Some voters regard the suggestion that they simply do not appreciate their circumstances as elitist and condescending. (But) at the center of this debate is a dispute over what extent social media and perceptions — rather than real conditions in the economy — are fueling voters’ angst. TikTok abounds with misleading or inaccurate information about the economy. One video in September with 2.3 million views said there was a “SILENT DEPRESSION.”
Another video from this summer with 2.1 million views claimed, incorrectly, “We have the lowest purchasing power we have ever had in American history,” and asserted that inflation-adjusted wages are lower than they were then. A third video, with 1.8 million views, similarly falsely claimed, “We currently are making less than the height of the Great Depression.”
Can you believe all these misinformers are still running around, free as birds, polluting social media with their dangerous wrongthink about the economy? How serious is this problem for Joe Biden, sorry, I mean for America? Very serious:

Some economists think these kinds of comments are not just wrong but dangerous. Economists fear that these exaggerated stories will ultimately lead to a worse outcome — perhaps helping Trump win reelection — and that it is vital to make clear that this remains by many measures one of the best recoveries in modern U.S. history.
Dangerous! You know what happens to dangerous people, like folks who take unauthorized U.S. Capitol tours. And, the WaPo is fretting that this 14-second TikTok about pricey McDonald’s meals might result in the worst outcome of all, at least, according to WaPo’s economists: they might help Trump get re-elected. So stop it!

In the meantime, the White House is diligently using your tax dollars to bribe Facebook to clamp down on all this negativity. And it’s hiring social media influencers to hype the economy. Not to help Biden. To help America:

The White House official said the administration is working with TikTok creators to tell positive stories of Biden’s economic stewardship, while also working with social media platforms to counter misinformation.
It’s so handy that during the pandemic they created all these software tools to help social media companies “counter misinformation,” which is a very nifty euphemism for “shut you fools up.”

The truth is that Biden’s “economic stewardship” — if you can call it that — has not made the economy better. Only a sold-out laptop-class reporter who lives off doing the bidding of shady government intelligence operatives could say that. The federal government is just jimmying the data again, to make it look like there’s less inflation, a game it has been playing since the 1970’s.

Even Taylor Lorenz couldn’t let that whopper languish under the warmer, admitting in her story that, to be honest, real wages have plunged since Biden was elected. They’ve plunged a lot:

If the article’s readers trudge through to the very bottom, they find the two quotes that should have started the article, instead of quotes from anonymous White House officials. As it turns out, Lorenz called two actual TikTok influencers, to ask them about their perspective on the reality of Biden’s economy. In other words, the very people the article is about.

But you can see why Taylor buried these quotes at the very end — they both destroyed the story’s carefully-crafted ‘misinformation’ narrative:

“There’s this cadre of number-crunching paperwork obsessives who are convinced that if some report says inflation is slowing, that means everything is great and everybody who feels something different is either lying or brainwashed by TikTok,” said Jordan Uhl, a content creator and progressive activist. “The idea that people are just making this up or are misled about their own material conditions is absurd.”
Zaid Admani, a content creator with nearly 400,000 followers who posts about finance and economic topics, said that people are increasingly learning about financial concepts on TikTok — but that many have a very negative view of the country’s economic outlook. “People feel a sense of dread,” he said.
I imagine the “sense of dread” Zaid mentioned is like that feeling you get whenever you see Joe Biden about to give an important speech at the podium, and then he gets that vacant, confused look, like he’s running out of things to say, and starts swaying toward stage left. Imagine having that feeling all the time.

SUPPLIED MATERIAL
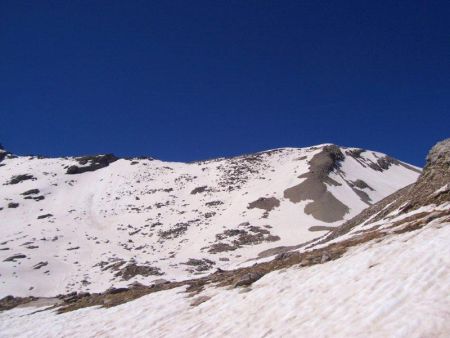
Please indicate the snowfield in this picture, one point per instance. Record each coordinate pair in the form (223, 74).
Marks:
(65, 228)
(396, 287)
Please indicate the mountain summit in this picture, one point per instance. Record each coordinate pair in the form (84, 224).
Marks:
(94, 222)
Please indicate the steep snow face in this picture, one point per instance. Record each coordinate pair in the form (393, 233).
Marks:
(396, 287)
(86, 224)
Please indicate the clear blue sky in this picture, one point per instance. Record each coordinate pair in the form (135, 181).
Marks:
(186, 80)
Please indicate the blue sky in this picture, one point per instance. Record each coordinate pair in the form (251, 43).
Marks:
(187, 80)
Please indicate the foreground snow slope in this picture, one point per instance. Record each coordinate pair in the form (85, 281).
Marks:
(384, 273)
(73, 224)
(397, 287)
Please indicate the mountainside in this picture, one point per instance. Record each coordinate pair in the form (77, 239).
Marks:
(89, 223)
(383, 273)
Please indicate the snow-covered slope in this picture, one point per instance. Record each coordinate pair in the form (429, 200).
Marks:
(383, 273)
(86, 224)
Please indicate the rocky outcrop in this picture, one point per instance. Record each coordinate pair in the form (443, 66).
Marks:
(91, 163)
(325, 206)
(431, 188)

* * *

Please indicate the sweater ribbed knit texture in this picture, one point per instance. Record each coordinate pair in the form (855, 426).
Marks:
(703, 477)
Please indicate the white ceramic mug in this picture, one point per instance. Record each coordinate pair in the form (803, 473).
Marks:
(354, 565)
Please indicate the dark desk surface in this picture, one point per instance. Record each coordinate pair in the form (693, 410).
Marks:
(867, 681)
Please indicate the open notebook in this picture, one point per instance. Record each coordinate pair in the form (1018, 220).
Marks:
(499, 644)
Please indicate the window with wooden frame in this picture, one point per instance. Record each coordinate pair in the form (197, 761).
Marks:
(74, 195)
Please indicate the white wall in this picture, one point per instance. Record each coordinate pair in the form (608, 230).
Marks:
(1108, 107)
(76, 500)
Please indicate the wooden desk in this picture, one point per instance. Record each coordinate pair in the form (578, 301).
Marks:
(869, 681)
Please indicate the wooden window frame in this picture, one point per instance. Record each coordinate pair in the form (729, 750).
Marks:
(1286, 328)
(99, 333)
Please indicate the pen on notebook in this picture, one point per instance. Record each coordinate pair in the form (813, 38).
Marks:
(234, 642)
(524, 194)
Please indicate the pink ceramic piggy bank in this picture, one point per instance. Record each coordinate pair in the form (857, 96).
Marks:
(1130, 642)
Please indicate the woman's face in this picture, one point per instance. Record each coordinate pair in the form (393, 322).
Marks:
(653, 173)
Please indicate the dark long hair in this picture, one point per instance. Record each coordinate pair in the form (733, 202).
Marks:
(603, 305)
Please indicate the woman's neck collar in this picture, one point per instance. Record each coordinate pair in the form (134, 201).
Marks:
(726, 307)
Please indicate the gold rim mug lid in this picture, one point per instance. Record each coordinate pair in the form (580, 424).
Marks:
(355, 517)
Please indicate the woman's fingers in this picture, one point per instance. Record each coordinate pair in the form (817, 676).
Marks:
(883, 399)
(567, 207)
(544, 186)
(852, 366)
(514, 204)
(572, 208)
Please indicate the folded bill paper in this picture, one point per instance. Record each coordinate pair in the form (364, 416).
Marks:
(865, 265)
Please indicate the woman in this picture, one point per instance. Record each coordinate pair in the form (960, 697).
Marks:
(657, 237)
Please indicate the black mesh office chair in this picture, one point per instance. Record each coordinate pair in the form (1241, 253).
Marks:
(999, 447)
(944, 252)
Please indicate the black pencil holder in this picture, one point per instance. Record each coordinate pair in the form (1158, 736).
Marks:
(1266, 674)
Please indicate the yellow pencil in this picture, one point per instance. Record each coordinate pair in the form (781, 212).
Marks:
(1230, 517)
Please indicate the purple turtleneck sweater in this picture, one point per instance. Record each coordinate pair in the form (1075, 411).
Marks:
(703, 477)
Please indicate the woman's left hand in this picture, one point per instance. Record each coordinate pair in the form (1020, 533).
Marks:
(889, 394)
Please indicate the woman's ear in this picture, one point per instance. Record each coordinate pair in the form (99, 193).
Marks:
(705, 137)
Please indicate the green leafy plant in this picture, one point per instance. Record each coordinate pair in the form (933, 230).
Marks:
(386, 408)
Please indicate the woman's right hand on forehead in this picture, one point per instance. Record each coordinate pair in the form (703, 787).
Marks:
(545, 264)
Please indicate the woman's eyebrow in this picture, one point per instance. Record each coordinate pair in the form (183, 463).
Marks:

ASSIGNMENT 1
Name every person mentioned in the commentary.
ASSIGNMENT 2
Please quote the commentary word for word, from "If the article’s" to "article is about.".
ASSIGNMENT 3
Decide whether each statement agrees with the commentary, giving yes or no and the deciding words. (a) One TikTok video from September had 2.3 million views. (b) Zaid Admani has more than a million followers. (c) The administration is working with TikTok creators.
The listing comes from a different source than the commentary.

ANSWER AREA 1
Joe Biden, Trump, Taylor Lorenz, Jordan Uhl, Zaid Admani

ANSWER AREA 2
If the article’s readers trudge through to the very bottom, they find the two quotes that should have started the article, instead of quotes from anonymous White House officials. As it turns out, Lorenz called two actual TikTok influencers, to ask them about their perspective on the reality of Biden’s economy. In other words, the very people the article is about.

ANSWER AREA 3
(a) Yes: "One video in September with 2.3 million views said there was a “SILENT DEPRESSION.”"
(b) No: "a content creator with nearly 400,000 followers"
(c) Yes: "the administration is working with TikTok creators to tell positive stories of Biden’s economic stewardship"